Change every "thickest" to "widest" in all the rows below and write them out again with nothing else altered. Leave out the pictures.

-- begin --

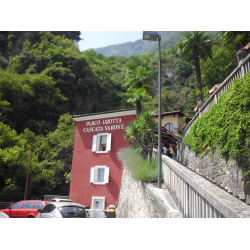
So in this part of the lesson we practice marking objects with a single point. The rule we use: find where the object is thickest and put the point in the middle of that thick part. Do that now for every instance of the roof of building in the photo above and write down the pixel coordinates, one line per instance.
(168, 137)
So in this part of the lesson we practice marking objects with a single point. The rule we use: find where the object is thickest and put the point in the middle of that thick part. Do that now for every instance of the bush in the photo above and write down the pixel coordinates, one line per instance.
(141, 169)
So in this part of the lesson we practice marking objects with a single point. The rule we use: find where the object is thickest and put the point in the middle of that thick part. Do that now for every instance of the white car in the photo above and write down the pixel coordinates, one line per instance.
(4, 215)
(61, 200)
(62, 210)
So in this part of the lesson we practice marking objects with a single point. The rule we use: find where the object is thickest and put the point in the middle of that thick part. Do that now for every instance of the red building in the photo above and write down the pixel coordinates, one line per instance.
(96, 171)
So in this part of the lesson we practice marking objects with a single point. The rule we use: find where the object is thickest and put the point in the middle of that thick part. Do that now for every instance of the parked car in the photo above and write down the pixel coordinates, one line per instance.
(4, 215)
(25, 209)
(62, 210)
(61, 200)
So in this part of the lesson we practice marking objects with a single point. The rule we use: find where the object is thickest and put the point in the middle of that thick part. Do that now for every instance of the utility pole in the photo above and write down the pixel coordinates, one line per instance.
(25, 195)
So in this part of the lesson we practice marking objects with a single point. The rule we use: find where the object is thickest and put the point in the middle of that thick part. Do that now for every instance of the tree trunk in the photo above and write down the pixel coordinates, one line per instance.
(138, 101)
(138, 107)
(236, 46)
(198, 72)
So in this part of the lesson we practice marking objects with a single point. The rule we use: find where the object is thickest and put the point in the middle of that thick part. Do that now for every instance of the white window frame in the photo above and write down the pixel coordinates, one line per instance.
(92, 206)
(96, 142)
(94, 175)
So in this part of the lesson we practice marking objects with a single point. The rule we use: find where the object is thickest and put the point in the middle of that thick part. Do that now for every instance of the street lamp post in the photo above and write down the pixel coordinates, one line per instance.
(152, 36)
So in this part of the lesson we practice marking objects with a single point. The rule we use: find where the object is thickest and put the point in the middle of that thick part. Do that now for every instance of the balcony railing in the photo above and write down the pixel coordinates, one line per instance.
(239, 71)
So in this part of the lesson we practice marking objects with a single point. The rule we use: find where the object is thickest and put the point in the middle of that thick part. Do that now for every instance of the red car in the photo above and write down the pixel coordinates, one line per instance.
(25, 209)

-- end --

# [Answer to the problem]
So in this part of the lesson we practice marking objects with a single point. The rule we use: find where the object is widest and put the point in the middle of that thick part. Do that now for every instance of the roof of building in the photo above and write down the pixel coordinates, one line per instance.
(168, 137)
So in this part of the lesson we practice marking objects with a single point. The rule we use: find where the object is widest and put the point in the middle of that thick part. Do that now for every instance of the bush in the photo above and write down the pixel coordinates, one line per instance.
(141, 169)
So in this part of the lesson we practice marking objects with a single point. The rule we use: find where the object is widest and put the point in the middle of that thick part. Do that now for every instance of the white car in the photo above and write down the pixel coordinates, one line per instance.
(4, 215)
(61, 200)
(62, 210)
So in this part of the lesson we practice marking objects with a single point. The rule we use: find where the object is widest and put the point in the middle of that thick part. Do that now for every instance of the red building in the photo above and write down the pixel coordinates, one line per instance.
(96, 171)
So in this part of the lesson we practice marking objects with a single point. The rule we use: find where the object is widest and put the point in the middle of that thick part. Do that now for every instance of the parked car in the photo above and write down the pixel coordinates, one line per instance.
(4, 215)
(25, 209)
(62, 210)
(61, 200)
So in this part of the lesson we practice marking objects with a single point. The rule we use: find where the object is widest and put the point in the middle of that thick part. Do that now for every instance of the utility pole in the photo above and write down the pixel coordinates, one line per instance.
(25, 195)
So in this part of the lesson we practice marking objects with a single point. The rule we use: find where the object is widest and put the point in the middle of that thick part. Do that now for every instance of the tree trunk in the photo above and write down the pixel coordinates, one line per instance.
(138, 101)
(138, 107)
(236, 46)
(198, 72)
So in this part of the lesson we practice marking objects with a single point. The rule we use: find where the object is widest and put the point in the middle of that thick part. Do that now for every instance of the white window frame in the photo above and write down the pixel coordinates, one line per instance.
(92, 206)
(96, 142)
(94, 175)
So in this part of the lesson we practice marking objects with a single point. The rule we use: find where the object is widest and put the point in the middle of that thick part. Do that now for every instance of the street lamp post in the photo above and write down the pixel coordinates, one line per instance.
(152, 36)
So in this part of the lesson we practice marking objects with a single point. The rule we use: find where the object is widest and put the point in the middle of that thick part. Do that now for every instance of the balcony railing in the photo above and write down the pixel coordinates, one line per instance.
(239, 71)
So in this part of the lesson we practice marking objects with a single point. The rule we use: find where the object is widest and put the point in the middle of that thick part. Do that now for every instance of the red car in the photo above and write down the pixel coordinates, one line per instance.
(25, 209)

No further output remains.